**TASK REQUIREMENTS:** Copy the stretch of lines from the one containing "Detect black alloy" through the one containing "[722,195,732,266]", requests included, and offset every bounding-box coordinate in the answers by -134.

**RECORDS SUPPLIED:**

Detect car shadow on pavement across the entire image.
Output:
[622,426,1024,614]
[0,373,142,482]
* * *
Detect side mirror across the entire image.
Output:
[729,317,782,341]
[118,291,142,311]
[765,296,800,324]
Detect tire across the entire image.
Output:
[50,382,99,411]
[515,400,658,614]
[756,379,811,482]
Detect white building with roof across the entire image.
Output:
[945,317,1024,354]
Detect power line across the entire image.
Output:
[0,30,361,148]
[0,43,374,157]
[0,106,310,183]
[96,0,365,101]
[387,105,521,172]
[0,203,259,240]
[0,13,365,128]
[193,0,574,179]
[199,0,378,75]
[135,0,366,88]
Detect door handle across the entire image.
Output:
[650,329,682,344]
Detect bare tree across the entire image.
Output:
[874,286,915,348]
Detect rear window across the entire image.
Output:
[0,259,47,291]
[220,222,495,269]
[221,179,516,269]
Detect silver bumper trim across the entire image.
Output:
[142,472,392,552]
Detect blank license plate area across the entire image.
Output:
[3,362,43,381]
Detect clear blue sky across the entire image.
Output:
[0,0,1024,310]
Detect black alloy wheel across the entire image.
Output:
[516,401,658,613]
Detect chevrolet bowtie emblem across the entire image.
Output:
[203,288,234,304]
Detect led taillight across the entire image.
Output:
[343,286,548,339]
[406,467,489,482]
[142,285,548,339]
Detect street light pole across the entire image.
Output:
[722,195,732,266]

**TASK RESPONSE:**
Detect black alloy wheel across the entire image.
Output:
[382,267,524,479]
Detect chevrolet bowtie emblem across the entire image.
Output:
[69,154,100,170]
Detect led taillight across the entire image.
Output:
[209,152,414,205]
[272,333,355,348]
[8,151,414,205]
Detect street light pole across the entire image.
Output:
[588,61,598,132]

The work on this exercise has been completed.